=== Data ===
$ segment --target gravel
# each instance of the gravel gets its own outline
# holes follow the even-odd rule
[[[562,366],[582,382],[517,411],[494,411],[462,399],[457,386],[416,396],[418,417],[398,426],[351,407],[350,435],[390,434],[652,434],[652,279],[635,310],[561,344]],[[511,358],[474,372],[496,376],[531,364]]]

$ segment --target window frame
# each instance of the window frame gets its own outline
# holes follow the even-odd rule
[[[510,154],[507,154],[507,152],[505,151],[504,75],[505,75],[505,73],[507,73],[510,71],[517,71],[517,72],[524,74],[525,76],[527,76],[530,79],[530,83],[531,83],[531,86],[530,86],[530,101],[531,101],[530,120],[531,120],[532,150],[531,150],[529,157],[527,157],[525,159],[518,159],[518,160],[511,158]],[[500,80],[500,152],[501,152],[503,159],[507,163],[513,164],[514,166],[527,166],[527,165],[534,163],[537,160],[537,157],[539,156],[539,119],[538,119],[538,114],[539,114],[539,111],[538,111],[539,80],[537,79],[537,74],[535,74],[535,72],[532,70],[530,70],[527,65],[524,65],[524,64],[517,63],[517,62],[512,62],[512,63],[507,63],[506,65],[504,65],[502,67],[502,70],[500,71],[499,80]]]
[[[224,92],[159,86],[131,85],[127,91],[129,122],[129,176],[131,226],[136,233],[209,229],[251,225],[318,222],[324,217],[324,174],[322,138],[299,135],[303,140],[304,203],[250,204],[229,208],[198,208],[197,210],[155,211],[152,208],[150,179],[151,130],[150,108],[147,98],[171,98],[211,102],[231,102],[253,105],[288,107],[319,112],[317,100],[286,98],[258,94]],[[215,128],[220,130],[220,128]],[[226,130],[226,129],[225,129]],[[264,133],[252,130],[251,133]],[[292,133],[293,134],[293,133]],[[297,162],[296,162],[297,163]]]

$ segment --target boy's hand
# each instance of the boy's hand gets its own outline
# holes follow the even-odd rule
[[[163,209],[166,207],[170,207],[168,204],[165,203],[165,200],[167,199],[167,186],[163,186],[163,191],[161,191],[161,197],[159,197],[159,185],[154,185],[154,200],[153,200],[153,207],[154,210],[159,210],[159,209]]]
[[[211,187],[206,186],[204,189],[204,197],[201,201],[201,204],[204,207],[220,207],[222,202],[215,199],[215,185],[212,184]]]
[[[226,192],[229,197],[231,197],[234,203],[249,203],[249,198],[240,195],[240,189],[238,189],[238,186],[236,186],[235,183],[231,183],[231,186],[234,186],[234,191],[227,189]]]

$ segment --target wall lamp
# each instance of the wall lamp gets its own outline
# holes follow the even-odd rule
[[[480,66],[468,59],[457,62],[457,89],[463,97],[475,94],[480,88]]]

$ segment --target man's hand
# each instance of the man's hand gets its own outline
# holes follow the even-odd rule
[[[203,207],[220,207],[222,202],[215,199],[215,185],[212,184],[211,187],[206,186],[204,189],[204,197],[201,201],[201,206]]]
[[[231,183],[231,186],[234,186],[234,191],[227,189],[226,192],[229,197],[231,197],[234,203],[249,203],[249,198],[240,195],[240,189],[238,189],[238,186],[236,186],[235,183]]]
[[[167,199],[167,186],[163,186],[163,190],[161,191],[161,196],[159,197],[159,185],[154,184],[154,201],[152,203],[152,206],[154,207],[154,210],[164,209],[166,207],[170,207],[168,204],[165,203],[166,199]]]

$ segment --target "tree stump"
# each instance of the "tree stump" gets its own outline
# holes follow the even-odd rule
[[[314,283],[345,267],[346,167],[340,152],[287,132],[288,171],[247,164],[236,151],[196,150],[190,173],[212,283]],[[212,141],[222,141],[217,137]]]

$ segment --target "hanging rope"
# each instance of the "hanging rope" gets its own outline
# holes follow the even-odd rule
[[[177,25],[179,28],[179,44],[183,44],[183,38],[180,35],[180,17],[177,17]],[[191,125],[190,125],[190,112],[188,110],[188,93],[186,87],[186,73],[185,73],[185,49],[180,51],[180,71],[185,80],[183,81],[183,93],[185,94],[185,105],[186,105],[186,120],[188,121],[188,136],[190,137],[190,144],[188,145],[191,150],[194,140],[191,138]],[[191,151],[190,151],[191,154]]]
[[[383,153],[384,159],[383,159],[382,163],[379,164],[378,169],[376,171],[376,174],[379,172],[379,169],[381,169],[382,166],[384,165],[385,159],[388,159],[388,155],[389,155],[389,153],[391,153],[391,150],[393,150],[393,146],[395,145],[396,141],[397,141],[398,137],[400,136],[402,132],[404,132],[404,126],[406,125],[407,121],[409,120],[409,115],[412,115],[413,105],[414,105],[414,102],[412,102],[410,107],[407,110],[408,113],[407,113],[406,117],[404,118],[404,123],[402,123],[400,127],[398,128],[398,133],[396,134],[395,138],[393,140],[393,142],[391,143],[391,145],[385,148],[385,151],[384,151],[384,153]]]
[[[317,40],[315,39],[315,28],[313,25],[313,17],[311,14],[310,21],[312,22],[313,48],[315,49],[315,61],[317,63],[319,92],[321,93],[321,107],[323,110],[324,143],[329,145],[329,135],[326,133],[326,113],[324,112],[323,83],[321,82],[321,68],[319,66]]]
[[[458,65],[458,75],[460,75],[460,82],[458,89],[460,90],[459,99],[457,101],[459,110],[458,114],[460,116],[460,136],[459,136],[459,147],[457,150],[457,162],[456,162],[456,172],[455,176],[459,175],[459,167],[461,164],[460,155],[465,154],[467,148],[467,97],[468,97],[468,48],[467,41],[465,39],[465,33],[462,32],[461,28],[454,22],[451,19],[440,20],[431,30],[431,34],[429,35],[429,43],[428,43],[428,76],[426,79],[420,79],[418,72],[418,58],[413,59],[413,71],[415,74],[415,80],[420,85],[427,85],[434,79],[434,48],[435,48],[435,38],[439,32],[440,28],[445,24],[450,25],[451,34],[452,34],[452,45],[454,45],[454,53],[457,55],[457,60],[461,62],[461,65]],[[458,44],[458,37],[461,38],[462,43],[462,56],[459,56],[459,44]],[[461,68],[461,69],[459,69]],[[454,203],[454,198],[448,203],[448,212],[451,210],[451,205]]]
===
**What needs to be done:**
The full set of records should be duplicated exactly.

**Answer for this exercise:**
$ segment --target gravel
# each instance of the gravel gets its own outline
# holes follow the even-odd rule
[[[562,366],[582,382],[517,411],[494,411],[462,399],[457,386],[416,396],[418,417],[398,426],[351,407],[350,435],[390,434],[652,434],[652,279],[635,310],[561,344]],[[511,358],[474,372],[496,376],[531,364]]]

$ segment --target window frame
# each instance of the window frame gets its own outline
# holes follow the even-odd rule
[[[510,154],[507,154],[507,152],[505,151],[504,75],[505,75],[505,73],[507,73],[510,71],[517,71],[517,72],[524,74],[525,76],[527,76],[530,79],[530,83],[531,83],[531,86],[530,86],[530,101],[531,101],[530,120],[531,120],[532,150],[531,150],[529,157],[527,157],[525,159],[518,159],[518,160],[511,158]],[[500,80],[500,152],[501,152],[503,159],[507,163],[513,164],[514,166],[527,166],[527,165],[534,163],[537,160],[537,157],[539,156],[539,119],[538,119],[538,114],[539,114],[539,111],[538,111],[539,80],[537,79],[537,74],[535,74],[535,72],[532,70],[530,70],[527,65],[524,65],[524,64],[517,63],[517,62],[512,62],[512,63],[507,63],[506,65],[504,65],[502,67],[502,70],[500,71],[499,80]]]
[[[224,92],[159,86],[131,85],[127,91],[129,122],[129,176],[131,226],[136,233],[209,229],[251,225],[318,222],[324,217],[324,174],[322,138],[299,135],[303,140],[304,203],[250,204],[229,208],[198,208],[197,210],[155,211],[152,208],[150,179],[151,130],[150,108],[147,98],[171,98],[211,102],[231,102],[253,105],[288,107],[319,112],[317,100],[286,98],[258,94]],[[215,128],[220,130],[220,128]],[[226,130],[226,129],[225,129]],[[264,133],[252,130],[251,133]],[[292,133],[293,134],[293,133]],[[297,162],[296,162],[297,163]]]

$ segment --target boy's hand
# each instance of the boy's hand gets its own outline
# holes follow the even-odd rule
[[[163,209],[166,207],[170,207],[168,204],[165,203],[165,200],[167,199],[167,186],[163,186],[163,191],[161,191],[161,197],[159,197],[159,185],[154,185],[154,200],[153,200],[153,207],[154,210],[159,210],[159,209]]]
[[[211,187],[206,186],[204,189],[204,197],[201,201],[201,204],[204,207],[220,207],[222,202],[215,199],[215,185],[212,184]]]
[[[226,192],[229,197],[231,197],[234,203],[249,203],[249,198],[240,195],[240,189],[238,189],[238,186],[236,186],[235,183],[231,183],[231,186],[234,186],[234,191],[227,189]]]

$ segment --target wall lamp
# each instance of the wall lamp gets its own outline
# holes follow the even-odd rule
[[[480,66],[468,59],[457,62],[457,89],[463,97],[475,94],[480,88]]]

$ segment --target man's hand
# each instance of the man's hand gets its own outline
# holes follow the even-odd rule
[[[203,207],[220,207],[222,202],[215,199],[215,185],[212,184],[211,187],[206,186],[204,189],[204,197],[201,201],[201,206]]]
[[[231,183],[231,186],[234,186],[234,191],[227,189],[226,192],[229,197],[231,197],[234,203],[249,203],[249,198],[240,195],[240,189],[238,189],[238,186],[236,186],[235,183]]]
[[[167,199],[167,186],[163,186],[163,190],[161,191],[161,196],[159,197],[159,185],[154,184],[154,201],[152,203],[152,206],[154,207],[154,210],[164,209],[166,207],[170,207],[168,204],[165,203],[166,199]]]

$ segment --target "tree stump"
# each instance of the "tree stump" gets its own outline
# holes follow the even-odd rule
[[[314,283],[345,267],[346,167],[340,152],[287,132],[288,171],[247,164],[236,151],[196,150],[190,173],[212,283]],[[212,141],[222,141],[217,137]]]

$ segment --target "hanging rope"
# each instance of the "hanging rope" gets its own outline
# holes follow the even-odd rule
[[[177,25],[179,28],[179,44],[183,44],[183,38],[180,35],[180,17],[177,17]],[[191,125],[190,125],[190,112],[188,110],[188,93],[186,87],[186,73],[185,73],[185,49],[180,51],[180,71],[185,80],[183,81],[183,93],[185,94],[185,105],[186,105],[186,120],[188,121],[188,136],[190,137],[190,144],[188,145],[191,150],[194,140],[191,138]],[[191,151],[190,151],[191,154]]]
[[[383,153],[384,159],[383,159],[382,163],[379,164],[378,169],[376,171],[376,174],[379,172],[379,169],[381,169],[382,166],[384,165],[385,159],[388,159],[388,155],[389,155],[389,153],[391,153],[391,150],[393,150],[393,146],[395,145],[396,141],[397,141],[398,137],[400,136],[402,132],[404,132],[404,126],[406,125],[407,121],[409,120],[409,115],[412,115],[413,105],[414,105],[414,102],[412,102],[410,107],[407,110],[408,113],[407,113],[406,117],[404,118],[404,123],[402,123],[400,127],[398,128],[398,133],[396,134],[395,138],[393,140],[393,142],[391,143],[391,145],[385,148],[385,151],[384,151],[384,153]]]
[[[317,40],[315,39],[315,28],[313,25],[313,17],[311,14],[310,21],[312,22],[313,48],[315,49],[315,61],[317,63],[319,92],[321,93],[321,107],[323,110],[324,143],[329,145],[329,135],[326,133],[326,113],[324,112],[323,83],[321,82],[321,68],[319,66]]]
[[[458,65],[458,75],[460,75],[460,82],[458,89],[460,90],[459,99],[457,101],[459,110],[458,114],[460,116],[460,136],[459,136],[459,147],[457,150],[457,162],[456,162],[456,172],[455,176],[459,175],[459,167],[461,164],[460,155],[465,154],[467,148],[467,97],[468,97],[468,48],[467,41],[465,39],[465,33],[462,32],[461,28],[454,22],[451,19],[440,20],[431,30],[431,34],[429,35],[429,43],[428,43],[428,76],[426,79],[420,79],[418,72],[418,58],[413,59],[413,71],[415,74],[415,80],[420,85],[427,85],[434,79],[434,48],[435,48],[435,38],[439,32],[440,28],[445,24],[450,25],[451,34],[452,34],[452,45],[454,45],[454,53],[457,55],[457,60],[461,62],[461,65]],[[458,44],[458,37],[461,38],[462,43],[462,56],[459,56],[459,44]],[[461,68],[461,69],[459,69]],[[454,203],[454,198],[448,203],[448,212],[451,210],[451,205]]]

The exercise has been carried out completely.